Passage provided:
During half term I decided I’d finally had enough of terrible sleep (due in part to checking my phone clock multiple times through the night to see how many hours of sleep were left; don’t pretend you don’t do it yourselves). So I treated myself to one of those Lumie Bodyclock things that wake you up to soft light and gentle sounds.
Now, we aren’t the most proficient when it comes to electronics. I am good at following instructions yet still can’t get said apparatus to function. Cat Daddy is rather less adept and considerably less patient, often throwing the item across the room and using Unrepeatable Expletives of the Worst Kind. And at half term it was still Mercury Retrograde so, during a week of zero success with electronics*, my expectations of figuring out this device were quite low.
*Cat Daddy’s bike light malfunctioned, his electric razor kept switching itself on and wouldn’t stay switched off and, to top it all off, his phone accidentally posted four unicorns on the food bank volunteers’ WhatsApp group, most of whose members he doesn’t know (although they now know who he is):

I made it 60% of the way through the the Lumie Bodyclock’s installation process without mishap. Then, when selecting my alarm sound, I was met with some interesting and bizarre options. Click on “Sounds” on this link for the full list and to try them out in front of your cats: https://www.lumie.com/products/bodyclock-shine-300
Naturellement I was drawn to the kitten sound although, when testing it, it sounded like a disconcertingly aggressive kitten and I already have one of these who wakes me up. But I was intrigued by the goats – and by the kind of people who would want to be woken up by them – and so I couldn’t resist trying it on the clock to see whether it was as comedic as I imagined.

Information given:
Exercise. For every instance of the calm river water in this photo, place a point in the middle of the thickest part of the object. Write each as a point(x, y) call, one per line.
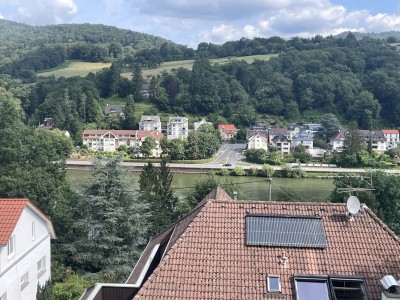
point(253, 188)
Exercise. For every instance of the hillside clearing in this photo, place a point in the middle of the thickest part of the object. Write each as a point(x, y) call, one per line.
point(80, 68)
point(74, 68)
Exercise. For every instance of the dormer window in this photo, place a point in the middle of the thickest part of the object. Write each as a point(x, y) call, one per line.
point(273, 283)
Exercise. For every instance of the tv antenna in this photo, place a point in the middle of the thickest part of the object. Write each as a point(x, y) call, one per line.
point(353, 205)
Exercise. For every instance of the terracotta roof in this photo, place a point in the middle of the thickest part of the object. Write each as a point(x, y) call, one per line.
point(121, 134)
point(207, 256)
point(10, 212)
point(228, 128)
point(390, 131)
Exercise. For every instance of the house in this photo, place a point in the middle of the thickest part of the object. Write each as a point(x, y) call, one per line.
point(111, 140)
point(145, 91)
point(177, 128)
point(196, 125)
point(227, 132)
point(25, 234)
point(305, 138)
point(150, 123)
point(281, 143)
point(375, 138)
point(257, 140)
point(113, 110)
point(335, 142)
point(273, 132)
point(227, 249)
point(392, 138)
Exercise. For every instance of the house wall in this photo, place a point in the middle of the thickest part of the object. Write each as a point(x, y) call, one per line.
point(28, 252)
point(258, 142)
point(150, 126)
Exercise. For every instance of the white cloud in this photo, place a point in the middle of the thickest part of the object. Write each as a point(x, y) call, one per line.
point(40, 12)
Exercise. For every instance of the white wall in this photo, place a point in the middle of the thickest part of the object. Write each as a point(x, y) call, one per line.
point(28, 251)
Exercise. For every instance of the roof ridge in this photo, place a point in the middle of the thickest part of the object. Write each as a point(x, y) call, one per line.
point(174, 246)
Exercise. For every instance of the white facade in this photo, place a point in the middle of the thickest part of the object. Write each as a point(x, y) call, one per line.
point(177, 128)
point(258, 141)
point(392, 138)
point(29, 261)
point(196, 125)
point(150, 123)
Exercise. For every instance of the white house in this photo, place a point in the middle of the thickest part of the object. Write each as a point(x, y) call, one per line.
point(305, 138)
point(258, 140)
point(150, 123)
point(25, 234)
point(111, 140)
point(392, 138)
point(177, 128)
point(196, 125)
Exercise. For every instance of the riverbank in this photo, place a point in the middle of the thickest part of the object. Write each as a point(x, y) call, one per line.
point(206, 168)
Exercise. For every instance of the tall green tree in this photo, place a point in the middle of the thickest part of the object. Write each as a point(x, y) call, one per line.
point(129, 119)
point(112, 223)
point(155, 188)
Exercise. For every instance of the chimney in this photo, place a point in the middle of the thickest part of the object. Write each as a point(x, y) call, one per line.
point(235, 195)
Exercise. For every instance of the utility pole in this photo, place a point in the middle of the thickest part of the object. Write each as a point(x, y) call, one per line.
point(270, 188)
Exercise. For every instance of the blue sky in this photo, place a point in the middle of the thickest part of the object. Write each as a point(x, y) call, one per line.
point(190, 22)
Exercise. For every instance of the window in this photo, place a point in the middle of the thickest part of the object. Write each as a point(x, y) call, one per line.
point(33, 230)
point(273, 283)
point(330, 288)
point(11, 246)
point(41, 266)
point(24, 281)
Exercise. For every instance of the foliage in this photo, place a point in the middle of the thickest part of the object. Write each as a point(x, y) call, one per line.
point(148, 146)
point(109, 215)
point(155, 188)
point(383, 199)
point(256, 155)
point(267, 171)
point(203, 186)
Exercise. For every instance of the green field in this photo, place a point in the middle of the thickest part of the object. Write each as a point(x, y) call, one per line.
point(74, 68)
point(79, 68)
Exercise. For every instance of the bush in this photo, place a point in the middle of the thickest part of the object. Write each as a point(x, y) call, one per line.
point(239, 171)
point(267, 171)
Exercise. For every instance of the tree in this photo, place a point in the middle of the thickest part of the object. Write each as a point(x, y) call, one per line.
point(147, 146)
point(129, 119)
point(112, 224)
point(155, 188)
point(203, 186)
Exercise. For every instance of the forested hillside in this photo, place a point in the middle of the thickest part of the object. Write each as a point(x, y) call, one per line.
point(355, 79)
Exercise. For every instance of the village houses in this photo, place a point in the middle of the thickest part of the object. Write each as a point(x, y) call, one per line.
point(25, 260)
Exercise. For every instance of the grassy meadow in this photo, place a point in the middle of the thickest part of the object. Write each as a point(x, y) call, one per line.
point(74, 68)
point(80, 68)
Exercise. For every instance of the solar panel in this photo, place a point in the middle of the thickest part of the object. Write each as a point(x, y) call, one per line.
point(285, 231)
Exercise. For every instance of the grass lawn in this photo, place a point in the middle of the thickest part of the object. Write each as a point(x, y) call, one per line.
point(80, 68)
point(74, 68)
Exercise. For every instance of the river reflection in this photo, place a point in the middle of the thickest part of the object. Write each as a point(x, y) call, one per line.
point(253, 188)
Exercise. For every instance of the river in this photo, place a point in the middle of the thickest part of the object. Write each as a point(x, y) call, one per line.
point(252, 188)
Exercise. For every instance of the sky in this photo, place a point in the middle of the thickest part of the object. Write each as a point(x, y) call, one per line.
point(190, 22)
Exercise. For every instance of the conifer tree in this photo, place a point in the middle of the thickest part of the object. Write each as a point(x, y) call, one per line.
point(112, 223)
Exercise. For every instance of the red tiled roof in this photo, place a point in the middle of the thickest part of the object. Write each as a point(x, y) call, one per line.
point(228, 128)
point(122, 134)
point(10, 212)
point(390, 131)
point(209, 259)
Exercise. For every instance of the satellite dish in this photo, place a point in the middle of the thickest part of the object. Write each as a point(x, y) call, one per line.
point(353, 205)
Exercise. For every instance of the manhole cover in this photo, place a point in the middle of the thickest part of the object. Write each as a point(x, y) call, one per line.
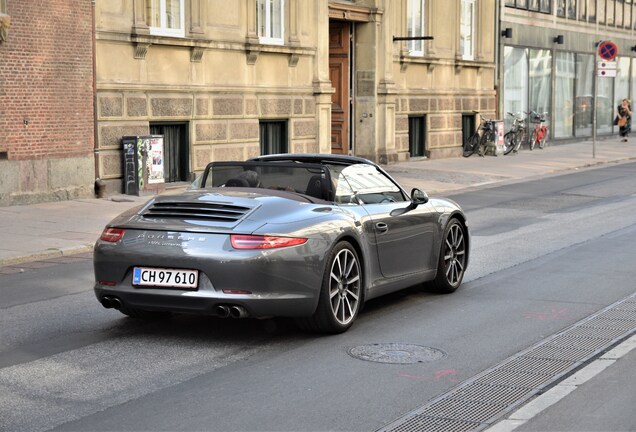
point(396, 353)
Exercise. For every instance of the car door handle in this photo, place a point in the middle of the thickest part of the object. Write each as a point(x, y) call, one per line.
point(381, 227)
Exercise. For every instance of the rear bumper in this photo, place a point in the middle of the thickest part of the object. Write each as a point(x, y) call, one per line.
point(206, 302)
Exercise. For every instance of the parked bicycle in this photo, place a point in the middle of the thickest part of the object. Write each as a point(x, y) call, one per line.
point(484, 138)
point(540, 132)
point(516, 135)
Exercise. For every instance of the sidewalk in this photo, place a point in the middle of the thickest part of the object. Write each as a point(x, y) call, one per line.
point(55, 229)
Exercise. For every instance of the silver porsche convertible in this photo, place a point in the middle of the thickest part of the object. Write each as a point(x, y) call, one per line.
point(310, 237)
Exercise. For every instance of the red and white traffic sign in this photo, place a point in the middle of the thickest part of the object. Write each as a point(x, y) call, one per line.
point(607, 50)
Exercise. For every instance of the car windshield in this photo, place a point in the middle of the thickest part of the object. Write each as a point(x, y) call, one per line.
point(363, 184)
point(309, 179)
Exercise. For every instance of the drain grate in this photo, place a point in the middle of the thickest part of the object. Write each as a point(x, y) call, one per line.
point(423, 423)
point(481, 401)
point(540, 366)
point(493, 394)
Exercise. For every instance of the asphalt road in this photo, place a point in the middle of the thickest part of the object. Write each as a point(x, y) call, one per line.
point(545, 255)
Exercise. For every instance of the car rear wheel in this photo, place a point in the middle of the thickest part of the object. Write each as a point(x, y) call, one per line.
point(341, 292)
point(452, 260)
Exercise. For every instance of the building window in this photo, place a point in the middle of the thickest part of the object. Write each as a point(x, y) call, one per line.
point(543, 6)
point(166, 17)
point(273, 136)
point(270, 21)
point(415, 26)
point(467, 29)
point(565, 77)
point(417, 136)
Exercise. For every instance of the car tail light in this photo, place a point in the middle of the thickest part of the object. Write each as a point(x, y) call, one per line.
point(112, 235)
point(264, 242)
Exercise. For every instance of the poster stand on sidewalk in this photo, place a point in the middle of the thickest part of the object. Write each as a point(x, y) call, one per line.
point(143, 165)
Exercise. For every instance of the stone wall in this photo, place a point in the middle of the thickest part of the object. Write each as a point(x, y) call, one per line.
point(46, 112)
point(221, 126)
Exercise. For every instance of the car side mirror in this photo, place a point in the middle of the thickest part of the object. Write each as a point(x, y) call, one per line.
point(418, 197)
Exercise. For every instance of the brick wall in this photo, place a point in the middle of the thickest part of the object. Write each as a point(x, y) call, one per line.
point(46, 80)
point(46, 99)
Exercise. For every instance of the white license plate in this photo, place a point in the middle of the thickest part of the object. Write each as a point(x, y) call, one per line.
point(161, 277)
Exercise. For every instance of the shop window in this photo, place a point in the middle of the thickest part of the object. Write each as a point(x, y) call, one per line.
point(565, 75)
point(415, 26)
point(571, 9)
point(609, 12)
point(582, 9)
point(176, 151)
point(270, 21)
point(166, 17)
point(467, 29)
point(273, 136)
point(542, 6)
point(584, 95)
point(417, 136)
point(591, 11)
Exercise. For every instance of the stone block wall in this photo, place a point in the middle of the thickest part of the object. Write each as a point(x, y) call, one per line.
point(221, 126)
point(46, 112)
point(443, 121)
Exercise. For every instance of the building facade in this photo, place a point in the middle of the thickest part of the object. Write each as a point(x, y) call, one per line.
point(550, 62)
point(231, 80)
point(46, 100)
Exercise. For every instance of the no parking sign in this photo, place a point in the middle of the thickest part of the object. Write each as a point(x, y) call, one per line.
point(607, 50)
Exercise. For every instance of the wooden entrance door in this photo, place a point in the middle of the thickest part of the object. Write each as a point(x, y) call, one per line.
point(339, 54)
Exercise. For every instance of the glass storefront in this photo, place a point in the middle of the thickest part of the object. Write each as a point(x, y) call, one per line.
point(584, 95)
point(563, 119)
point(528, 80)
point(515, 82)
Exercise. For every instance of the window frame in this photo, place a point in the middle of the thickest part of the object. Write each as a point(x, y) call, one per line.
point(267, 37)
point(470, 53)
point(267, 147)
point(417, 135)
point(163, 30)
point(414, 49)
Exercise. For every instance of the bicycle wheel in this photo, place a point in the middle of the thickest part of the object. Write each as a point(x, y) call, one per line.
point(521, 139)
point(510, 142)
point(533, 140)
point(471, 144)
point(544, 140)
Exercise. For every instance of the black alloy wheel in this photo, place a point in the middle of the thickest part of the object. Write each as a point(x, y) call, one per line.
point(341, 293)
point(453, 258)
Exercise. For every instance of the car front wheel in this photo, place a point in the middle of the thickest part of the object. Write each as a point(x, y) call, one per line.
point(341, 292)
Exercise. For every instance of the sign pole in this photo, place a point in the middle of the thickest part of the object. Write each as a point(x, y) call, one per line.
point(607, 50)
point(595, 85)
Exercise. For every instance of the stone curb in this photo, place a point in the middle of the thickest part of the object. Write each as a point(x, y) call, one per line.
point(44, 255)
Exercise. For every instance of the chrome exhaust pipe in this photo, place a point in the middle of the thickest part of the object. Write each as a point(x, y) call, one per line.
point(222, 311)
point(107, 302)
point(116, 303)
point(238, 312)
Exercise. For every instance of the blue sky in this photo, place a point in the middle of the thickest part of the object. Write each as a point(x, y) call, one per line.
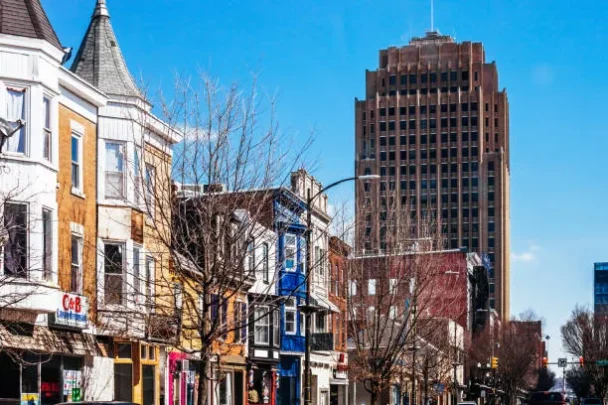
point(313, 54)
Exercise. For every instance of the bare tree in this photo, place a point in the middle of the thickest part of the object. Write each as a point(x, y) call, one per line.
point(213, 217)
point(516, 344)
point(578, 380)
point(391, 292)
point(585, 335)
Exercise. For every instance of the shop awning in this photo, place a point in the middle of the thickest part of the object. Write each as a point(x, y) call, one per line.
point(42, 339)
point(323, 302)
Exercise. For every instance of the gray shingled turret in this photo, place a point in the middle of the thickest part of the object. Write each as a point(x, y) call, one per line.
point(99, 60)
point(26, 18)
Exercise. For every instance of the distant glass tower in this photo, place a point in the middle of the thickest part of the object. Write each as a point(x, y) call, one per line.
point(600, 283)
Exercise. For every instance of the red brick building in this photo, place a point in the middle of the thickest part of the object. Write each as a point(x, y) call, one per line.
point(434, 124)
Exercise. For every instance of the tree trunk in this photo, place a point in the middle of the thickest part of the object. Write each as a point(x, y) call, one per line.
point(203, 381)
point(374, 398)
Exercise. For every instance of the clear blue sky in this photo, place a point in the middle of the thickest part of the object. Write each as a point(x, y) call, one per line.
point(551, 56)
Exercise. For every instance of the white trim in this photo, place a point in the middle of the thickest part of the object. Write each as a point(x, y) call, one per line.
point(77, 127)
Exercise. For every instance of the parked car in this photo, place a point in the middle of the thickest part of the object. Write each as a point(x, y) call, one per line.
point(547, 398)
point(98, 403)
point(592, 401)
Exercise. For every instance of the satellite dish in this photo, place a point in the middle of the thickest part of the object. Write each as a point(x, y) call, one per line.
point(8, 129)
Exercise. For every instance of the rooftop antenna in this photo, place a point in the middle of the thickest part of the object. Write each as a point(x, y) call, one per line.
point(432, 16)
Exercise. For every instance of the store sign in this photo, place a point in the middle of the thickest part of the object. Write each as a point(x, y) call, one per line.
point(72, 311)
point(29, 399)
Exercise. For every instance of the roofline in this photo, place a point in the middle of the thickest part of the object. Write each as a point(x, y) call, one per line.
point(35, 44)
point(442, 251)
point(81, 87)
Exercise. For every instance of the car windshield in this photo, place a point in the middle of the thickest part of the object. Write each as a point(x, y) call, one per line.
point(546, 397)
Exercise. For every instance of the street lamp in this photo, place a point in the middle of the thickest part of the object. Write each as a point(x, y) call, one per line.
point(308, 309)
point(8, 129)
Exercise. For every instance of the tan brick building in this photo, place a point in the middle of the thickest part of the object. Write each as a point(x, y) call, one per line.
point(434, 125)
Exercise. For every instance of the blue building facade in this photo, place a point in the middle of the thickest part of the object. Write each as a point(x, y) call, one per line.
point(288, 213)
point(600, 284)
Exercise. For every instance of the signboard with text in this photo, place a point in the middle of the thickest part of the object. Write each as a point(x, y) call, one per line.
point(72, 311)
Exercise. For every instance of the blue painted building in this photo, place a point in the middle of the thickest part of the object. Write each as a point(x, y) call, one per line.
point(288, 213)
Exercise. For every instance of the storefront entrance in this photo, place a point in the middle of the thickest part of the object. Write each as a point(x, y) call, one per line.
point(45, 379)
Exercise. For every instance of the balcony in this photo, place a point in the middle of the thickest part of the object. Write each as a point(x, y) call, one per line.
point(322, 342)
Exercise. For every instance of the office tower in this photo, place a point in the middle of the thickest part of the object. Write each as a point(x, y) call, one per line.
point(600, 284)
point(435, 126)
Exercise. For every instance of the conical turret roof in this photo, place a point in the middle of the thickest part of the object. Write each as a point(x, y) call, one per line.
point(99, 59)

What is expected: Reproduce the whole Lumie Bodyclock post from above word for word.

Task result:
During half term I decided I’d finally had enough of terrible sleep (due in part to checking my phone clock multiple times through the night to see how many hours of sleep were left; don’t pretend you don’t do it yourselves). So I treated myself to one of those Lumie Bodyclock things that wake you up to soft light and gentle sounds.
Now, we aren’t the most proficient when it comes to electronics. I am good at following instructions yet still can’t get said apparatus to function. Cat Daddy is rather less adept and considerably less patient, often throwing the item across the room and using Unrepeatable Expletives of the Worst Kind. And at half term it was still Mercury Retrograde so, during a week of zero success with electronics*, my expectations of figuring out this device were quite low.
*Cat Daddy’s bike light malfunctioned, his electric razor kept switching itself on and wouldn’t stay switched off and, to top it all off, his phone accidentally posted four unicorns on the food bank volunteers’ WhatsApp group, most of whose members he doesn’t know (although they now know who he is):

I made it 60% of the way through the the Lumie Bodyclock’s installation process without mishap. Then, when selecting my alarm sound, I was met with some interesting and bizarre options. Click on “Sounds” on this link for the full list and to try them out in front of your cats: https://www.lumie.com/products/bodyclock-shine-300
Naturellement I was drawn to the kitten sound although, when testing it, it sounded like a disconcertingly aggressive kitten and I already have one of these who wakes me up. But I was intrigued by the goats – and by the kind of people who would want to be woken up by them – and so I couldn’t resist trying it on the clock to see whether it was as comedic as I imagined.